Answer these questions from the article on Ibukun Awosika's address to governors.
1. What position does Ibukun Awosika hold?
2. At what venue was the induction programme for governors held?
3. What does Awosika say citizens will do if they trust governors to deliver on their promises?

- _Source extract_:

■ ■ ■ ■ ■ ■ ■

The Chairman of First Bank of Nigeria, Ibukun Awosika, has charged returning governors and the newly-elected ones not to be ashamed to ask for help beyond their states while appointing aides in their administration.
“You don’t have all the answers, but you have people that can work with you. You need to work with people and they do not have to be from your states. If you need help, ask for it anywhere in the country, she said while speaking as the guest of honour at the induction programme for newly-elected and returning governors put together by NGF Secretariat, at the State House Conference Center, Abuja.
While applauding the numerous international aides to the country, she said the reality remains no matter the help offered but Nigerians are the ones to build the nation, “nobody else can build our county for us.”
“Some states are richer than others, but it is how well you use the wealth for the people that matters.
“A nation that is divided against itself cannot stand. I want my nation to work. I need your help to make the nation work,” she said.
Awosika said for the governors to truly work for the people, they will have to ask themselves critical questions.
She said: “I will start with the question of you asking yourself, who am I, why did I chose to take on this assignment. If you know who you are and you have now decided to be the governor of the state by choice, then you need to ask yourself where am I going, what is the goal for which I chose this assignment and in choosing to do this, what is the value that I set out to deliver to my people. And when you are done trying to answer those questions honestly, I always say, to thyself be true. Because, no matter what we say to other people, when it is just you and the mirror, you can look at yourself and be truthful to yourself.”
Awosika said the citizens will pay more tax if the people trust that the governors will deliver on their promises to them.
She said: “In reality, when we talk of equity of trust you can only get that trust from people who trust that what you do will impact their lives every day. So what I am doing on behalf of my fellow citizens, I am pleading that now that you have the power, elections are over, now you are in office, you have the power and resources of the state and if you gain the trust of the people, they will pay more tax. When you gain the trust of the people by performance and the things that you do, ultimately you will benefit from it. Because, when you see a great man do great things that affect your life every day, when he is done with the office, the position is over, when you see him on the streets you will stop by to greet him and say honour him and respect.
“So my question to you is that how do you want your days to end? Because if you have a vision of the end of your days, you can walk back to where you are now, to how you want it to be and structure the actions that you take daily in your state. Think of every action and how it will affect the lives of those people who do not necessarily have a voice, they have the vote but not the voice.

■ ■ ■ ■ ■ ■ ■

- _Data to examine_:
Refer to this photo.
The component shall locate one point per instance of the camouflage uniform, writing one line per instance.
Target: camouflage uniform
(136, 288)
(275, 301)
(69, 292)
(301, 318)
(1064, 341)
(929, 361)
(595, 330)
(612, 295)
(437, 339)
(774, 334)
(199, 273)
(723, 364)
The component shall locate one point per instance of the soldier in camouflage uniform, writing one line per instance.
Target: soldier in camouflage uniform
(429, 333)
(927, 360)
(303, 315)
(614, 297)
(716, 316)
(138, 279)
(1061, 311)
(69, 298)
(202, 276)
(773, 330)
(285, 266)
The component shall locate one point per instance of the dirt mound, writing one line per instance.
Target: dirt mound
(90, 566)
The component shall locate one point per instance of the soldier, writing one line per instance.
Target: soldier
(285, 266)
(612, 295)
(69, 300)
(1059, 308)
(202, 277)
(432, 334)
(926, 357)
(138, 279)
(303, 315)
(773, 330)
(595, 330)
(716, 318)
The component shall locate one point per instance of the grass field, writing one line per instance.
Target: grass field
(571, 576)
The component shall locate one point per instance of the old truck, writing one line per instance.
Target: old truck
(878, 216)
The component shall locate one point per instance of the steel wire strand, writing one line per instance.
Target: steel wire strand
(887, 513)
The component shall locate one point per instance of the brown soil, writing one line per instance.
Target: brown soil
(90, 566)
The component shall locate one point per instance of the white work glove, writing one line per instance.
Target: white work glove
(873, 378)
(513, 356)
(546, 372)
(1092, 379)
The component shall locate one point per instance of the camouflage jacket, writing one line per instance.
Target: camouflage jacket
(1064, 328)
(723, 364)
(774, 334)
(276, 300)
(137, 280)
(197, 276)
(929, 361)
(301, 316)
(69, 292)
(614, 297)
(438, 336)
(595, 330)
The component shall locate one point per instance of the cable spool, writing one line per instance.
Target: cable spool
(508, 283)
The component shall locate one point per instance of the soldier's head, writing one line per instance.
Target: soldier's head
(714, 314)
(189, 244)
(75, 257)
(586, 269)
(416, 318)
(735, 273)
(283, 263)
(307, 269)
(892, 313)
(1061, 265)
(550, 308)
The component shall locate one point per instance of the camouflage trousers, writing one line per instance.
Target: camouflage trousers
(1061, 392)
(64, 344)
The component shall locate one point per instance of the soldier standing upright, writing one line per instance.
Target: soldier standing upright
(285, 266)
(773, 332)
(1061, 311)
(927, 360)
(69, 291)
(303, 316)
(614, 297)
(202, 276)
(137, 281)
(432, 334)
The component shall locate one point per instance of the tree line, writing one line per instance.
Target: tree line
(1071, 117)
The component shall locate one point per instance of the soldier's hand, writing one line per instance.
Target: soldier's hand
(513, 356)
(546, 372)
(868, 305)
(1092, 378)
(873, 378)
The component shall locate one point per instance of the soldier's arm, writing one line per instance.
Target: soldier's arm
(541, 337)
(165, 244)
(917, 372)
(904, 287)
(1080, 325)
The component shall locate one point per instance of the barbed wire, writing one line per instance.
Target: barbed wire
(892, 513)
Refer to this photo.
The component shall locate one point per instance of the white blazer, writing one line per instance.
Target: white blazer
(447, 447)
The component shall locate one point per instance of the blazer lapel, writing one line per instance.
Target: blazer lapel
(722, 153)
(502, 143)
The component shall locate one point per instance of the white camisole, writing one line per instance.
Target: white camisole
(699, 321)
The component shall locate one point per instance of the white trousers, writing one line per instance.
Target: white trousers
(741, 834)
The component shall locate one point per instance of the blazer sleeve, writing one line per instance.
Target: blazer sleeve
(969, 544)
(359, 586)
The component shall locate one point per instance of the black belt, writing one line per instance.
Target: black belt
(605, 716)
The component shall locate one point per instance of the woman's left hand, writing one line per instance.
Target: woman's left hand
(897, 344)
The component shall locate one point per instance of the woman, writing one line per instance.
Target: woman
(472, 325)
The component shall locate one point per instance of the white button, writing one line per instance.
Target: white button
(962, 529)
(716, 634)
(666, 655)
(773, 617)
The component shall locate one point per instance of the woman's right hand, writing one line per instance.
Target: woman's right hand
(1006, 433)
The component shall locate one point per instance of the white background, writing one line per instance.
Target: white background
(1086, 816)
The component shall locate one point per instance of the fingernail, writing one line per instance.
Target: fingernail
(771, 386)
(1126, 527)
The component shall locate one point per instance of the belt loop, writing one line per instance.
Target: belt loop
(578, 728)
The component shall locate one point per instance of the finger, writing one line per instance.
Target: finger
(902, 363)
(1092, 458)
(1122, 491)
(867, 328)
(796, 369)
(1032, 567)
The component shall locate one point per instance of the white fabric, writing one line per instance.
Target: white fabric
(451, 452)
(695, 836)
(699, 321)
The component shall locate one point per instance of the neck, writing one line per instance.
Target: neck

■ ■ ■ ■ ■ ■ ■

- _Written answer_:
1. Chairman of First Bank of Nigeria
2. The State House Conference Center, Abuja
3. Pay more tax